Interim CEO of Chicago Public Schools
- In office July 1, 2021 – September 29, 2021
- Mayor: Lori Lightfoot
- Preceded by: Janice K. Jackson LaTanya McDade (acting)
- Succeeded by: Pedro Martinez

Superintendent of Elgin Area School District U46
- In office 2008–2014
- Preceded by: Connie Neale
- Succeeded by: Kenneth Arndt

Superintendent of San Ysidro Elementary School District
- In office 2001–2002

Personal details
- Born: March 29, 1960 La Playita, Santurce, Puerto Rico
- Died: May 2, 2025 (aged 65) San Juan, Puerto Rico
- Spouse: Isabel
- Alma mater: University of Maryland, College Park (M.Ed., Ed.D.)

= José Torres (educator) =

American educator and superintendent (1960–2025)

José M. Torres (March 29, 1960 – May 2, 2025) was an American educator who served as the interim CEO of Chicago Public Schools (its superintendent position), superintendent of the Elgin Area School District U46, and superintendent of the San Ysidro Elementary School District. He also served as president of the Illinois Mathematics and Science Academy.

==Early life and education==
Torres was born on March 29, 1960 in La Playita, Santurce, Puerto Rico.

Torres earned a master's degree in education as well as a doctorate in education policy, planning and administration from the University of Maryland at College Park.

==Career==
Torres was a fellow at the Harvard Graduate School of Education.

===Early career===
Torres started his career by working as a middle school teacher and a human relations specialist for Maryland's Montgomery County Public Schools. He spent only a year in this position, teaching language classes, before moving into administrative roles. He held top administrative roles in Baltimore City Public Schools and the National Association of State Boards of Education.

[Point annotation records]
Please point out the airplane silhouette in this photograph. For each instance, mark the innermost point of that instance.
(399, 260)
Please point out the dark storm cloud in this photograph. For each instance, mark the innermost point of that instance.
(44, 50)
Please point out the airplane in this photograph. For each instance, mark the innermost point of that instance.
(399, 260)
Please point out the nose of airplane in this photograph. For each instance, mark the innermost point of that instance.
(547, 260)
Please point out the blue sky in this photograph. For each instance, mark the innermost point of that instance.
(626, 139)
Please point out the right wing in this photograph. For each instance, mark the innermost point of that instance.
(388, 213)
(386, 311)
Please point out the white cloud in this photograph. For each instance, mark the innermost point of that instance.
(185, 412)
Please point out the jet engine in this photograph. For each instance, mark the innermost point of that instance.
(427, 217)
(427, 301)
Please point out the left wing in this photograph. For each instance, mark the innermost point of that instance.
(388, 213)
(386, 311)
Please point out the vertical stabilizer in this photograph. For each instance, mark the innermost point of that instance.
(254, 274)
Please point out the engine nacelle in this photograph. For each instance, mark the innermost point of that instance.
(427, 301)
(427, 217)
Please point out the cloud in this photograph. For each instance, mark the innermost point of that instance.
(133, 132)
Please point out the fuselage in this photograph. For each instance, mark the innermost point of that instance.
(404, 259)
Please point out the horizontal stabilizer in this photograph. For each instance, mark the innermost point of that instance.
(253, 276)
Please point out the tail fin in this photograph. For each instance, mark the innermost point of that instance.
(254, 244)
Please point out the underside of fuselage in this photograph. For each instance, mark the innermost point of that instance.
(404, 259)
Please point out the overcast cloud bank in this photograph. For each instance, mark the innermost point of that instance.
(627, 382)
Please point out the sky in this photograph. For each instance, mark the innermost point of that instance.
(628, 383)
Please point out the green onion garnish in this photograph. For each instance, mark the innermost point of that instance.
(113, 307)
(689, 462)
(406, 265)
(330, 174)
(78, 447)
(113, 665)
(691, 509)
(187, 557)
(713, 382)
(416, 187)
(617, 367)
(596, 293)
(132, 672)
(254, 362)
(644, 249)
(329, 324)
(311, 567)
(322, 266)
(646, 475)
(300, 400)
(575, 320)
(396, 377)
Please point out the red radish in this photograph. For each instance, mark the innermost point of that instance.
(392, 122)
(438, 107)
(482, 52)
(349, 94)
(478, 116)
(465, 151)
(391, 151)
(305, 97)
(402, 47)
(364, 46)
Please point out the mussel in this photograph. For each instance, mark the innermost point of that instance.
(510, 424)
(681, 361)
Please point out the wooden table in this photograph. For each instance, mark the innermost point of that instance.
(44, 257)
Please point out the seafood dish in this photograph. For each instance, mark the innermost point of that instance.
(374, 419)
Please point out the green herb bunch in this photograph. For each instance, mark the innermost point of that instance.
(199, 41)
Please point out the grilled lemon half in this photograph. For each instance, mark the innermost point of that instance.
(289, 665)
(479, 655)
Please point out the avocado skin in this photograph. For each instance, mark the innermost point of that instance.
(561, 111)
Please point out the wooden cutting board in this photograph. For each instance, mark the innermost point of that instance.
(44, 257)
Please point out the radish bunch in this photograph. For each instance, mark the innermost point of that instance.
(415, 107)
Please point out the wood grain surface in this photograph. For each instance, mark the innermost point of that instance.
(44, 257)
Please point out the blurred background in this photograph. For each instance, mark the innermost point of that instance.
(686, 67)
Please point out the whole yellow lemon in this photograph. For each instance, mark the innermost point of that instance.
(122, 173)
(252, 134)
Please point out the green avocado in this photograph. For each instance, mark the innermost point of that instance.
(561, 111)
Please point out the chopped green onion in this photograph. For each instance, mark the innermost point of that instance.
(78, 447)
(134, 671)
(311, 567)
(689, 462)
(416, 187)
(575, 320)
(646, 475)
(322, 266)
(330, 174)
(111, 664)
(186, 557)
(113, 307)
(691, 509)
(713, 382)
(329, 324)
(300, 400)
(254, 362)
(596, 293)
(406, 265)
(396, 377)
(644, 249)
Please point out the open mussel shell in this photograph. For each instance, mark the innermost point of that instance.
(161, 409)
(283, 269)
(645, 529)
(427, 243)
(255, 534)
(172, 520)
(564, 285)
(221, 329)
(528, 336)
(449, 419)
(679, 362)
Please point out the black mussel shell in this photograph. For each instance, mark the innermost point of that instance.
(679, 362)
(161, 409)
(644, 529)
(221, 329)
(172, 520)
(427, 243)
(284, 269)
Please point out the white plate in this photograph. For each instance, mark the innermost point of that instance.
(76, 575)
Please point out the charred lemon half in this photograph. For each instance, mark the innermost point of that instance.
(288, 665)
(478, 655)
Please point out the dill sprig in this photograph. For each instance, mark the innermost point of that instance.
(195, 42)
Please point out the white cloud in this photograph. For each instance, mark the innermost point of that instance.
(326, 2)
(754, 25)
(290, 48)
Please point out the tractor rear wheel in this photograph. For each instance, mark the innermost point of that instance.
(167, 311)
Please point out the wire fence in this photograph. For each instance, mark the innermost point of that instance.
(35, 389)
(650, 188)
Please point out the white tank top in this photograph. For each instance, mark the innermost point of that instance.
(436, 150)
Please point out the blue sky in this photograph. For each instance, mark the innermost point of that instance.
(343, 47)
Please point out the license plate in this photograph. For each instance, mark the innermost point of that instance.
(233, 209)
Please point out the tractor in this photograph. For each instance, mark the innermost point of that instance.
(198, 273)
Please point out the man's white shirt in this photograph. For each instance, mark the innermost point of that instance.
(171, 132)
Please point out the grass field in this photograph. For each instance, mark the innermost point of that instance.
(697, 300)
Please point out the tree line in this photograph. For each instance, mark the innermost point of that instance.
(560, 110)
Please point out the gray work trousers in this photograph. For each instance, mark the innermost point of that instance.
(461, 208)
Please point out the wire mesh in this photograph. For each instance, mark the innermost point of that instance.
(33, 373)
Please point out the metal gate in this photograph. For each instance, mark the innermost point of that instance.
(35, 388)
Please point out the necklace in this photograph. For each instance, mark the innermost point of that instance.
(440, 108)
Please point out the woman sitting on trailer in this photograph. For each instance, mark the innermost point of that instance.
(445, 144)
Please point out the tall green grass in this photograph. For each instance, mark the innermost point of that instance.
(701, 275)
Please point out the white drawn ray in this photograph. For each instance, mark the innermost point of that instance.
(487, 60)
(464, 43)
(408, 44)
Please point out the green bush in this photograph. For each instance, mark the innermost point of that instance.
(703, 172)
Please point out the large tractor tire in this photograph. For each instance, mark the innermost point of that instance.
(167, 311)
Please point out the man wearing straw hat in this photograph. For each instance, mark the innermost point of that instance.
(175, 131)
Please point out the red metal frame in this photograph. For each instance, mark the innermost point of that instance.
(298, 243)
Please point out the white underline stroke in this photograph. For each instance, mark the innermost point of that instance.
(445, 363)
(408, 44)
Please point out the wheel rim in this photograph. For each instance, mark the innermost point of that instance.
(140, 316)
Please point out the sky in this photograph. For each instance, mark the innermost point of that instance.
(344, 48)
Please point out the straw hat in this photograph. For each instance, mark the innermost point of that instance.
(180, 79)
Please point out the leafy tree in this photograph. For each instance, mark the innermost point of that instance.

Challenge 1: Write out everything in the José Torres biography from "José M. Torres" down to "and Science Academy.", switching "Illinois Mathematics and Science Academy" to "IMSA".
Challenge 2: Proceed with the José Torres biography, picking up after its last sentence.
This data comes from a different source than the biography.

Output 1:
José M. Torres (March 29, 1960 – May 2, 2025) was an American educator who served as the interim CEO of Chicago Public Schools (its superintendent position), superintendent of the Elgin Area School District U46, and superintendent of the San Ysidro Elementary School District. He also served as president of the IMSA.

Output 2:
Torres was an associated superintendent of the San Jose Unified School District in 2000 and 2001. He served as superintendent of the San Ysidro Elementary School District in 2001 and 2002. The school board fired him after only six months, citing his "problematic" leadership style as their reason.

Torres worked as assistant superintendent for student services in Maryland's Anne Arundel County Public Schools from 2003 through 2006.

Torres would be made a regional superintendent for Chicago Public Schools, putting him in charge of 25 schools on the city's South Side. He held this role from 2006 through 2008.

In 2005, Torres was a fellow with the Eli Broad Urban Superintendents Academy.

===Superintendent of Elgin Area School District U46===
Torres spent six years as the superintendent of Elgin Area School District U46 in Elgin, Illinois, the state's second-largest school district. He served in this position from 2008 through 2014.

He was credited with implementing a dual language in the school district, in which roughly one-third of students were English language learners (unable to effectively be taught in English, or communicate fluently in English). During his tenure, Torres was also credited with roughly quadrupling the number of people of color holding appointed principal positions. Many of those he appointed were bilingual.

Torres received mixed reception from the community for his decision to implement a grading system that made it so that students could not receive zero-percent grades for work.

===President of the Illinois Mathematics and Science Academy===
Torres spent more than six years as president of the Illinois Mathematics and Science Academy in Aurora, retiring at the end of the 2021 school year. He held this role from 2014 through April 2021. During his tenure, the school had to endure losing access to a large portion of its funding during Illinois Budget Impasse, while the school was in the process of expanding.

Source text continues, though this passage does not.